Record extracts:
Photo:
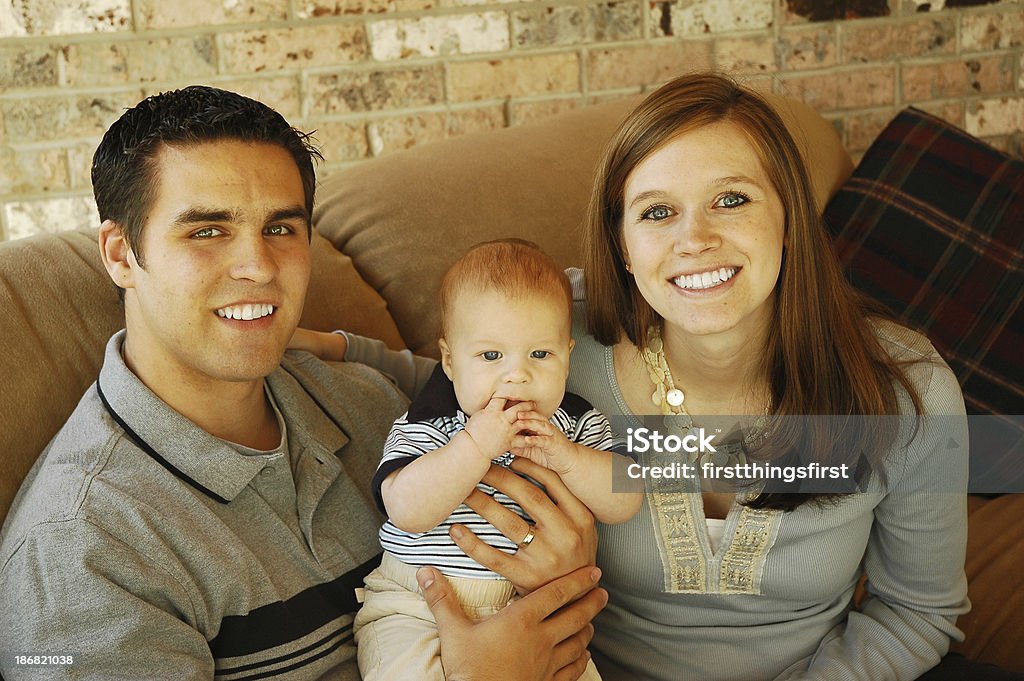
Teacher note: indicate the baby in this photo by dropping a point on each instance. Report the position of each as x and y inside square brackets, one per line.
[499, 391]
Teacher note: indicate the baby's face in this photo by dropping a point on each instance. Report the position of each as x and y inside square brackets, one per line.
[516, 349]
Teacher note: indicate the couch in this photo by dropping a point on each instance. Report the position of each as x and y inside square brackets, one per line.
[387, 228]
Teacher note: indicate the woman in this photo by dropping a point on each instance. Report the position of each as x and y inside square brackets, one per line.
[708, 270]
[712, 289]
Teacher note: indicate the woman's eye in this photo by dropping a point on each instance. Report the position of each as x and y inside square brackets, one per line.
[732, 200]
[656, 213]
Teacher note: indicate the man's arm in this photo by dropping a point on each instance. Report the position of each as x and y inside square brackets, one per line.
[72, 589]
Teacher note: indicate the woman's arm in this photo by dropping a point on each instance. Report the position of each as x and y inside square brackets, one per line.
[914, 557]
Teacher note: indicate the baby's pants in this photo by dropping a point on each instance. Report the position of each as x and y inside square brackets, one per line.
[396, 634]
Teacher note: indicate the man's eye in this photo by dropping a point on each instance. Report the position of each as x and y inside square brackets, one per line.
[733, 200]
[656, 213]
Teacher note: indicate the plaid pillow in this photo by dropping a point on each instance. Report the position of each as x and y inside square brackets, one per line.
[931, 223]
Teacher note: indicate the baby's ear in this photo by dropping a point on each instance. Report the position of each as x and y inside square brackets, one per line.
[445, 357]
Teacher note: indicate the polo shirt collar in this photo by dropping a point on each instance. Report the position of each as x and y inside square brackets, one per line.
[205, 462]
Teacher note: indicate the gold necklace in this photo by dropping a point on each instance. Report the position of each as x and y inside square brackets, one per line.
[670, 399]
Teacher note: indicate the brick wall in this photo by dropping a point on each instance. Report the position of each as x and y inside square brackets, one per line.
[374, 76]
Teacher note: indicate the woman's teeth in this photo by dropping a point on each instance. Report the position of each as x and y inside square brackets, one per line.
[706, 280]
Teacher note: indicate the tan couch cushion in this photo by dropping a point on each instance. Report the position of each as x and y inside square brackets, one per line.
[58, 307]
[406, 217]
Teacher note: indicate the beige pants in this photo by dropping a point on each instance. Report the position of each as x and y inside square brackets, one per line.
[396, 634]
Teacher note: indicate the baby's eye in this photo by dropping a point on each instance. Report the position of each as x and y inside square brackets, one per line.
[656, 213]
[733, 200]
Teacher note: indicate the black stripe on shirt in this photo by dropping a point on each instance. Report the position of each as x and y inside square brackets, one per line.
[285, 622]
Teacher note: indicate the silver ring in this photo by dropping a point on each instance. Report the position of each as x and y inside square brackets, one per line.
[528, 539]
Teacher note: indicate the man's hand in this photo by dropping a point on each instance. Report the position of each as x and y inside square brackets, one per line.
[564, 536]
[494, 427]
[541, 637]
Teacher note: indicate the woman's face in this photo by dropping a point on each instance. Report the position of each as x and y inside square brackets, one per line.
[702, 230]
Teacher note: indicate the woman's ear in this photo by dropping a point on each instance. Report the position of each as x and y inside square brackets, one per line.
[118, 258]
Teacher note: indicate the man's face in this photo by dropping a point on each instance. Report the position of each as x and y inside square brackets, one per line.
[226, 266]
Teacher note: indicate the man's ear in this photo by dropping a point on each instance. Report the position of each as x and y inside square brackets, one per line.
[118, 258]
[445, 357]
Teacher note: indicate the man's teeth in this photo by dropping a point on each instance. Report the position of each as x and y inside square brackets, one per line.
[706, 280]
[247, 311]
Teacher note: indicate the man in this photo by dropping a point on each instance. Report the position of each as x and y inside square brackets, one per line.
[206, 510]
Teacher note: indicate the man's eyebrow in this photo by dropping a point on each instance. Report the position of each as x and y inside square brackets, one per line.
[194, 215]
[292, 213]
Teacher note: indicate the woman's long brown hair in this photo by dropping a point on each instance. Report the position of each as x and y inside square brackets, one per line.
[822, 355]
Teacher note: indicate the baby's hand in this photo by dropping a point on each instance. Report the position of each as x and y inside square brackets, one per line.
[494, 427]
[543, 442]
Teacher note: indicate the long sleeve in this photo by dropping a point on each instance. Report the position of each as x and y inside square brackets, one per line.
[117, 612]
[914, 557]
[409, 371]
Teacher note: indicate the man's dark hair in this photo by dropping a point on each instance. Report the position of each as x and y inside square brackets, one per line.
[124, 166]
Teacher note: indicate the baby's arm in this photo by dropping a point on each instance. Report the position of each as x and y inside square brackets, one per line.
[586, 471]
[420, 495]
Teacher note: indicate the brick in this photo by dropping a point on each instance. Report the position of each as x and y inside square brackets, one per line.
[688, 17]
[27, 218]
[992, 31]
[282, 94]
[611, 22]
[540, 27]
[517, 77]
[956, 79]
[644, 65]
[376, 90]
[475, 120]
[1003, 116]
[437, 36]
[882, 42]
[340, 140]
[80, 164]
[254, 51]
[52, 118]
[91, 65]
[64, 17]
[28, 67]
[391, 134]
[29, 171]
[862, 129]
[164, 14]
[528, 112]
[851, 89]
[745, 55]
[812, 47]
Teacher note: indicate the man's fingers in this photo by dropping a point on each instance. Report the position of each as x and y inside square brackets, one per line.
[570, 656]
[440, 598]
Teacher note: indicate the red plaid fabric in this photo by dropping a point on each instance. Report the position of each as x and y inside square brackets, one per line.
[932, 224]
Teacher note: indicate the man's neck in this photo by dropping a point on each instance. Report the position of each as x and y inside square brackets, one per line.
[238, 412]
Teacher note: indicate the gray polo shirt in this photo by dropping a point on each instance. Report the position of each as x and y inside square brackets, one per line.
[143, 547]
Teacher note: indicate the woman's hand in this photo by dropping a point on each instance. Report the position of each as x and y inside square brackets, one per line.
[564, 536]
[541, 637]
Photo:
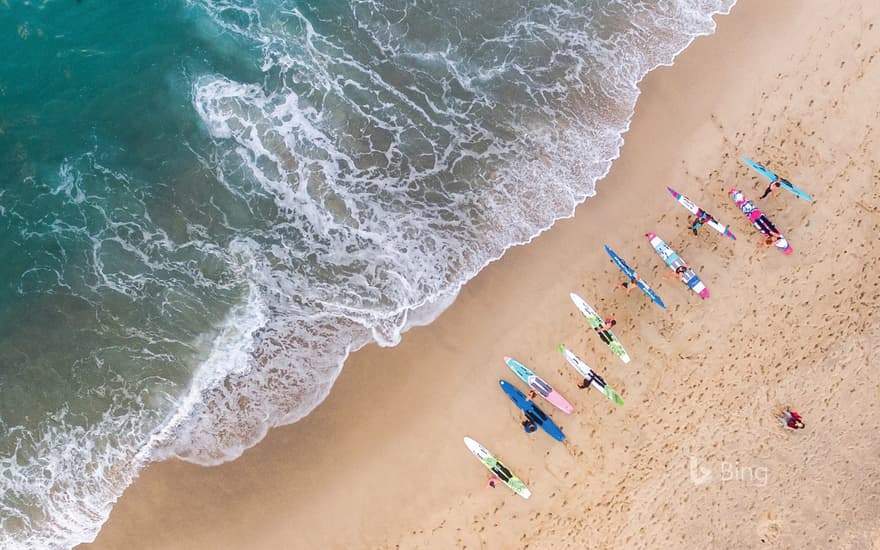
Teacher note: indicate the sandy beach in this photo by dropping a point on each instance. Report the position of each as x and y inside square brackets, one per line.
[695, 457]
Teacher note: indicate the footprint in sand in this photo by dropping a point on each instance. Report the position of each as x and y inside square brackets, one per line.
[768, 528]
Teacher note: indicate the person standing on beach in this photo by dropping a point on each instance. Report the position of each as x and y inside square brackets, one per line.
[774, 187]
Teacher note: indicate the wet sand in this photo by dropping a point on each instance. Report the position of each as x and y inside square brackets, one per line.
[695, 457]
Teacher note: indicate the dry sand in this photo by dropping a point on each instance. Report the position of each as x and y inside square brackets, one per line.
[381, 464]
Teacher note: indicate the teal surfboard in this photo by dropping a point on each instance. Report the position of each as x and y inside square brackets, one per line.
[770, 175]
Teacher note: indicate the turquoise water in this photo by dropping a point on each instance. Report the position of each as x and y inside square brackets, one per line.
[207, 205]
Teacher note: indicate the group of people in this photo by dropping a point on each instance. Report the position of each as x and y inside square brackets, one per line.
[773, 234]
[787, 417]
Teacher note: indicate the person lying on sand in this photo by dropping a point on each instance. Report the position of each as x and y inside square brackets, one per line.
[770, 241]
[773, 187]
[628, 286]
[492, 481]
[698, 222]
[585, 385]
[678, 273]
[603, 329]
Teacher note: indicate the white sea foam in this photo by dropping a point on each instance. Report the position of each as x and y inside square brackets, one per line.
[392, 254]
[373, 236]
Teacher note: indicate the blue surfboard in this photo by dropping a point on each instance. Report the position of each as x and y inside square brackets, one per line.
[770, 175]
[533, 412]
[630, 272]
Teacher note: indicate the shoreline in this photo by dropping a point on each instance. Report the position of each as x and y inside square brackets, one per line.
[414, 402]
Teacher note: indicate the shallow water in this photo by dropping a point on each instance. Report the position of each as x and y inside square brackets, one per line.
[207, 205]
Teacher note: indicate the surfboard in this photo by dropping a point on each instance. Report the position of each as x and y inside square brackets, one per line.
[674, 261]
[630, 272]
[759, 220]
[532, 411]
[596, 322]
[535, 382]
[770, 175]
[584, 370]
[697, 211]
[498, 468]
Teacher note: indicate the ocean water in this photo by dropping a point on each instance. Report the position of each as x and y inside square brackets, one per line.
[205, 206]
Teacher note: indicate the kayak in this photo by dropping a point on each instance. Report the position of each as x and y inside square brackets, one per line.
[633, 276]
[596, 322]
[697, 211]
[535, 382]
[584, 370]
[770, 175]
[532, 411]
[759, 220]
[498, 468]
[674, 261]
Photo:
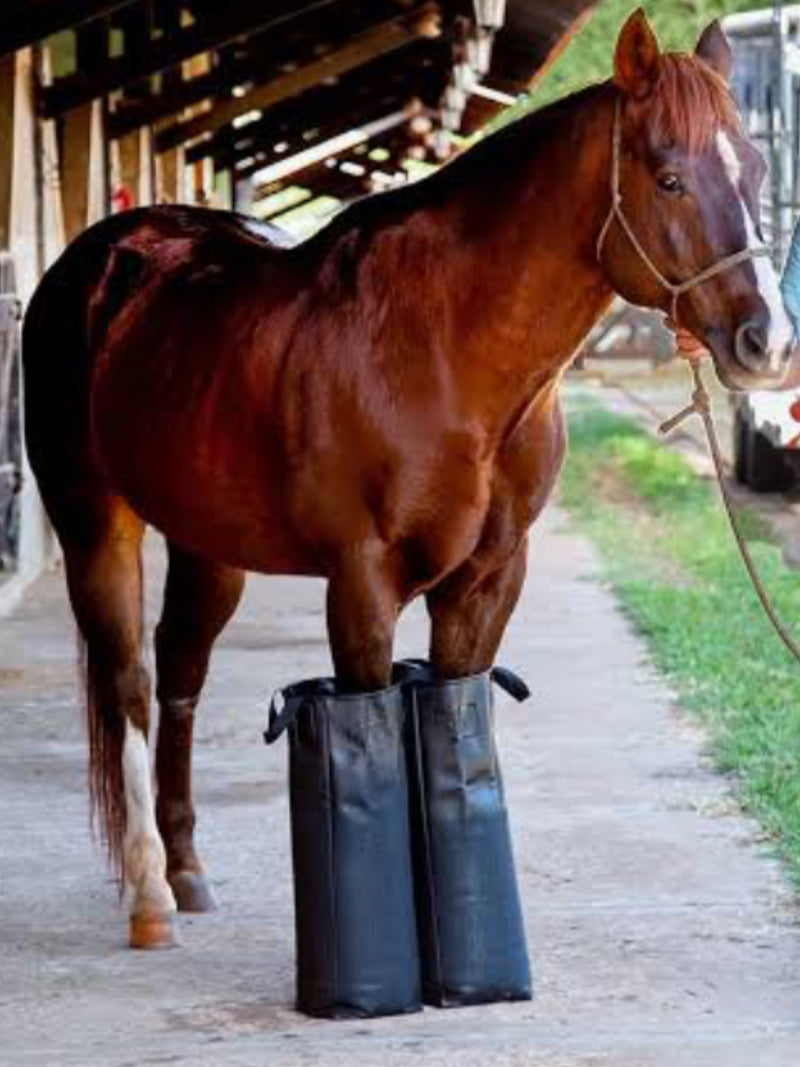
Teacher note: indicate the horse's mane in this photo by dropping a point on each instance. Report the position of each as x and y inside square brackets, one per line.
[690, 102]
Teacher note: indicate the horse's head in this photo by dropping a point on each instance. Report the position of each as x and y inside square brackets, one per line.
[689, 184]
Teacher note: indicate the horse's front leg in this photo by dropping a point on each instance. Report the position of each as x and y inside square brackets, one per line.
[363, 608]
[469, 612]
[200, 598]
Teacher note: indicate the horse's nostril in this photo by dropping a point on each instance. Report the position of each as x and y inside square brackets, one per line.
[752, 343]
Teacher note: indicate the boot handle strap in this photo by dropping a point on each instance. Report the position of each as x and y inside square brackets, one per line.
[502, 678]
[281, 719]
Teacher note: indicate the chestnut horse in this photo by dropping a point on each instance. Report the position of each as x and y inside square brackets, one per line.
[377, 405]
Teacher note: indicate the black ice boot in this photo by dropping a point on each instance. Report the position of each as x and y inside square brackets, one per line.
[472, 938]
[355, 926]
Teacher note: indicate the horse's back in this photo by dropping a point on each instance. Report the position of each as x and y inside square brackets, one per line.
[82, 293]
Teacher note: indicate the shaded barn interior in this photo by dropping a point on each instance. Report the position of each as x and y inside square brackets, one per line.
[233, 102]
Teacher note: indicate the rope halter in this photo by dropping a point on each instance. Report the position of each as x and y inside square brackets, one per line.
[616, 212]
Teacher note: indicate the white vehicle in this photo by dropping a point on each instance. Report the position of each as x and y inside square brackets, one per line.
[767, 83]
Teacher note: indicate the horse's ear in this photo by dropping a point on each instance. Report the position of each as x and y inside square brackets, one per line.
[714, 49]
[636, 59]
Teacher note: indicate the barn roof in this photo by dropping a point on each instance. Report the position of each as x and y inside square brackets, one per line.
[253, 83]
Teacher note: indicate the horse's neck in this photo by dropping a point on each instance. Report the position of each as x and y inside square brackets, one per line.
[528, 288]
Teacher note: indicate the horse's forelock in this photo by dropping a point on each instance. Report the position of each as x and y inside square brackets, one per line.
[690, 104]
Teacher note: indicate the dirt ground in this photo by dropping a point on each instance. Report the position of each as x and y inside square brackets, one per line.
[662, 933]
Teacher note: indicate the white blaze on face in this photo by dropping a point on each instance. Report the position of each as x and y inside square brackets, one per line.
[781, 331]
[145, 860]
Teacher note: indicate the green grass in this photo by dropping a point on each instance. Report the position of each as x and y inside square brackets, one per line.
[670, 557]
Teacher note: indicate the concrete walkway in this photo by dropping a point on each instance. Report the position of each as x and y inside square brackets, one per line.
[662, 935]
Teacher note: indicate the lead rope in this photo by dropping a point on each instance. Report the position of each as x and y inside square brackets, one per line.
[701, 404]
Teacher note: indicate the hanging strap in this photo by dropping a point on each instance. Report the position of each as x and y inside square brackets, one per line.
[281, 715]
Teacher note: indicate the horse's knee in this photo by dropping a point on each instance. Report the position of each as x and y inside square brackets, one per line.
[153, 902]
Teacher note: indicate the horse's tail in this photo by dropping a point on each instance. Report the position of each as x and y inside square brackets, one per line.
[106, 730]
[59, 349]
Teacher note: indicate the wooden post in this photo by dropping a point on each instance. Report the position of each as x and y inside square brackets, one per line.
[6, 138]
[130, 164]
[75, 166]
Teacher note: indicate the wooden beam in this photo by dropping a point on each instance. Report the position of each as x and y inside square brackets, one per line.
[348, 120]
[24, 24]
[422, 21]
[210, 31]
[325, 111]
[296, 169]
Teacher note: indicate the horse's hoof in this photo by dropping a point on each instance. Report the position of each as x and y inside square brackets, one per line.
[192, 891]
[153, 932]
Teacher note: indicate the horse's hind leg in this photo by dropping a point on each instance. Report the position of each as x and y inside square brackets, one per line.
[200, 598]
[101, 541]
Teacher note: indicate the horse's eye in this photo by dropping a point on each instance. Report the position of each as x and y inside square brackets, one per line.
[670, 184]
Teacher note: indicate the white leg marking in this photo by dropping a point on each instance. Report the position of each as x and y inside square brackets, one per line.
[145, 859]
[781, 330]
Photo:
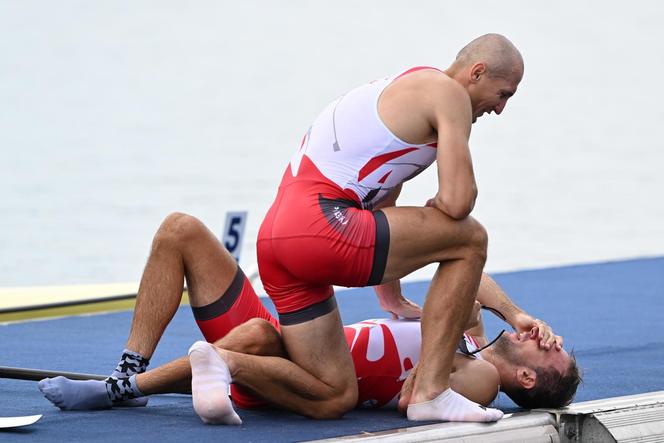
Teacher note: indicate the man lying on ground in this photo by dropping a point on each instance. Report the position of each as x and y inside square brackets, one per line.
[529, 365]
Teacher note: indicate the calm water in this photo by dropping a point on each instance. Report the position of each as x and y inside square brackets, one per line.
[113, 114]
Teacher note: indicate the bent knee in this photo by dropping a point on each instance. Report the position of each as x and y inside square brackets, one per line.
[177, 228]
[336, 406]
[262, 338]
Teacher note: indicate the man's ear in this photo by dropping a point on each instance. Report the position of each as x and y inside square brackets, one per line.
[526, 377]
[477, 71]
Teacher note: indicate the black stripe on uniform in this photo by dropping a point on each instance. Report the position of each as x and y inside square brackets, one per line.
[381, 248]
[223, 303]
[309, 313]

Work required: Starting at the line that contains "Teacher note: indicate the calm", retype each line through the end of the listing above and nothing else.

Solution for this task:
Teacher note: indicate the calm water in this photo by dropping a point on each instance. Report the position of each as x and y inside square brackets, one per line.
[113, 114]
Teacher note: indicate the bent knee in this photo by dropping a point on each instance. Report the position of each as x and y inside square brackets, one per line.
[177, 228]
[336, 406]
[262, 338]
Teacher note: indicate the man's ear in this photo by dropping a point on each instance. Report the position of each as x and y inside square brackets, one per line.
[526, 377]
[477, 71]
Teacher note: indicate the black stripe on uniform in this photo by dropping a point on each instance. Report the position of each as x and y inside square brackets, one per line.
[381, 248]
[223, 303]
[309, 313]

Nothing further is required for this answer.